◆ Work required
Return every line of the records that contains the string "target". Matching is case-sensitive.
·····
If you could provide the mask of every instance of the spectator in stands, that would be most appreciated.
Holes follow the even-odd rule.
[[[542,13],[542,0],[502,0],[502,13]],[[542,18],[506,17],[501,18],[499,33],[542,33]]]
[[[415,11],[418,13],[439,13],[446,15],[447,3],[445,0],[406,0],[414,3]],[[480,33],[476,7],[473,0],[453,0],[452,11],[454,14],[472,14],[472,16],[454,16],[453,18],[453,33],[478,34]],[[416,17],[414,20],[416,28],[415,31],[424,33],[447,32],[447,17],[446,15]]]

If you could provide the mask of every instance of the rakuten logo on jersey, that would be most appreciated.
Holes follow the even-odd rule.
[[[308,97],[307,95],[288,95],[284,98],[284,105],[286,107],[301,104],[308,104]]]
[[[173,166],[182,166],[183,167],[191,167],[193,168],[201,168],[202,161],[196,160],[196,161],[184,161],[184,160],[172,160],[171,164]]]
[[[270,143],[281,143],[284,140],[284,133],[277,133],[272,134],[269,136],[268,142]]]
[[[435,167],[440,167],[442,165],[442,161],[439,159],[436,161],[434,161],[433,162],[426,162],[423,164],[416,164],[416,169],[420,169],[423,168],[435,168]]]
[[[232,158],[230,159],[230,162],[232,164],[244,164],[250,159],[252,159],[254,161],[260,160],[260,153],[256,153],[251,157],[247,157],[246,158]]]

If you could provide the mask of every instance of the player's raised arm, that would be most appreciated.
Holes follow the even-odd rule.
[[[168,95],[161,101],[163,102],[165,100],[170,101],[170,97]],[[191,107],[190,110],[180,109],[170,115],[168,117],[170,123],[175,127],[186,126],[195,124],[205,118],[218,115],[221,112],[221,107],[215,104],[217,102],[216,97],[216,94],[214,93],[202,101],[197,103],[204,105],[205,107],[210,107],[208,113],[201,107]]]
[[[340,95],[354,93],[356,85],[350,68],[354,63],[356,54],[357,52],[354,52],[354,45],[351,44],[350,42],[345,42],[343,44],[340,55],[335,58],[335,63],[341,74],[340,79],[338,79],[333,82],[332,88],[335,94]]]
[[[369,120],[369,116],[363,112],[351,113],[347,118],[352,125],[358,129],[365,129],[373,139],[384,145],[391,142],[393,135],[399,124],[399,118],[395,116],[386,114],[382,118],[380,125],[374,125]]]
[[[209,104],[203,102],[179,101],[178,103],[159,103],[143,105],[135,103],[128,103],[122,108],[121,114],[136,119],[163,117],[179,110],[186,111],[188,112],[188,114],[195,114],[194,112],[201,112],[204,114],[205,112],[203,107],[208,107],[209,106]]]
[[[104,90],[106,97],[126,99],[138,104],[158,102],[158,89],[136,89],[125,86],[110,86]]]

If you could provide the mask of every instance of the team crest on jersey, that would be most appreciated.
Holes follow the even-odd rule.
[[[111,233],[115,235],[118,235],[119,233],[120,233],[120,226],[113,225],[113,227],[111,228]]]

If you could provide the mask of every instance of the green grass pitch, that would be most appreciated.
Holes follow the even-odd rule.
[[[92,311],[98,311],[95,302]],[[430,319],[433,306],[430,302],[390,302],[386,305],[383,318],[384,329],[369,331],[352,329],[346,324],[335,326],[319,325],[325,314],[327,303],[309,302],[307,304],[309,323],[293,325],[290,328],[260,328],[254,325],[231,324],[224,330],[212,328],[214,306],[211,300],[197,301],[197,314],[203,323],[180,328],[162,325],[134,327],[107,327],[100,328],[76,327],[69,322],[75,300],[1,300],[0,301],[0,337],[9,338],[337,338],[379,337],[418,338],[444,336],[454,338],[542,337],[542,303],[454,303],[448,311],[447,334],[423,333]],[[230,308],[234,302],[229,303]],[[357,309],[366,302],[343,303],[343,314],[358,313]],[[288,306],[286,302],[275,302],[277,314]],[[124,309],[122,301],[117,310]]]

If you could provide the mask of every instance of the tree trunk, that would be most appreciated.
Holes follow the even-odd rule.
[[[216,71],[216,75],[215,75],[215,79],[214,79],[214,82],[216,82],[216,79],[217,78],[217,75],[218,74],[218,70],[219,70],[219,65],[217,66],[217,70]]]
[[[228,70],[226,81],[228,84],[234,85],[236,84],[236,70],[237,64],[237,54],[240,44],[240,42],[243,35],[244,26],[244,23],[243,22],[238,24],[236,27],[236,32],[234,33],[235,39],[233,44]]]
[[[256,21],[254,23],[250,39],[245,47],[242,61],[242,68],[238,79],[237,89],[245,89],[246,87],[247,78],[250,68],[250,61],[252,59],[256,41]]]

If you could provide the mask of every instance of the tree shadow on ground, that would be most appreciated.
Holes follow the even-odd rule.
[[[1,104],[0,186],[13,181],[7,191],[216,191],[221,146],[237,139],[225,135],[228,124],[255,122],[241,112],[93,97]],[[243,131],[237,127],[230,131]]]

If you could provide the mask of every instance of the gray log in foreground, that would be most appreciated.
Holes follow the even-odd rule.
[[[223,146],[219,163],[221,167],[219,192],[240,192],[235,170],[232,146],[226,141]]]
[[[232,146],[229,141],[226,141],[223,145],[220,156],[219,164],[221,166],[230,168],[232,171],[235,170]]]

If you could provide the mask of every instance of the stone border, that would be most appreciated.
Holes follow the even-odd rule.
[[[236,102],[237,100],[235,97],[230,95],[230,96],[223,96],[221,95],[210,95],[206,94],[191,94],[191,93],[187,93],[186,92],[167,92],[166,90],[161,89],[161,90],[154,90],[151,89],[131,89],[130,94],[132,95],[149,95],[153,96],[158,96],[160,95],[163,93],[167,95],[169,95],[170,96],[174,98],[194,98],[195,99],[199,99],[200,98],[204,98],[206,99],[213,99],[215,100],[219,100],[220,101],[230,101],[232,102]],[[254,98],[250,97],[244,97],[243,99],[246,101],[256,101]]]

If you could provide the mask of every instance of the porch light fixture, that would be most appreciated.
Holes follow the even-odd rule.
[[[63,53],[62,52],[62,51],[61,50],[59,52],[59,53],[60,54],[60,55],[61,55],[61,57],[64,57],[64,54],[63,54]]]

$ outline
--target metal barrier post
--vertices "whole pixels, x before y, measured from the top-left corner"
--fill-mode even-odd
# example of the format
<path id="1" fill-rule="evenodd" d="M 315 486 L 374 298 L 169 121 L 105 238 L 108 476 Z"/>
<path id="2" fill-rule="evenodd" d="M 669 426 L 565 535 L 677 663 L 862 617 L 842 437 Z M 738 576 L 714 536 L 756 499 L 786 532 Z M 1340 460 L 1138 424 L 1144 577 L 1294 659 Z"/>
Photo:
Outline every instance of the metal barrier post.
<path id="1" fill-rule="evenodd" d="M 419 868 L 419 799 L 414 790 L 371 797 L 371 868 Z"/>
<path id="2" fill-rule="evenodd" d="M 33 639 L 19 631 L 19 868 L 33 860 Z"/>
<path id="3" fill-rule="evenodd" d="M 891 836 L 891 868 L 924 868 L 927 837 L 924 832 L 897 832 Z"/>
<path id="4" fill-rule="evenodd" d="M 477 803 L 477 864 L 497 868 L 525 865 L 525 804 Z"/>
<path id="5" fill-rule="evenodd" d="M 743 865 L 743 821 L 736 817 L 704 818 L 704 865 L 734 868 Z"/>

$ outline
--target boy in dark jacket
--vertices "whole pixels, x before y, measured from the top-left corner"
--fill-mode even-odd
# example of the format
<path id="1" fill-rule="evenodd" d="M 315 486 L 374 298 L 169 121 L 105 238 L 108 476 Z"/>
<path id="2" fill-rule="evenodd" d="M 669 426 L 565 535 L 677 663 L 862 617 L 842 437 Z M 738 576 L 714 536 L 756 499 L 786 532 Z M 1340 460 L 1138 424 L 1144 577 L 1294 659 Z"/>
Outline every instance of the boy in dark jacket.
·····
◆ Output of the exercise
--target metal barrier post
--target boy in dark jacket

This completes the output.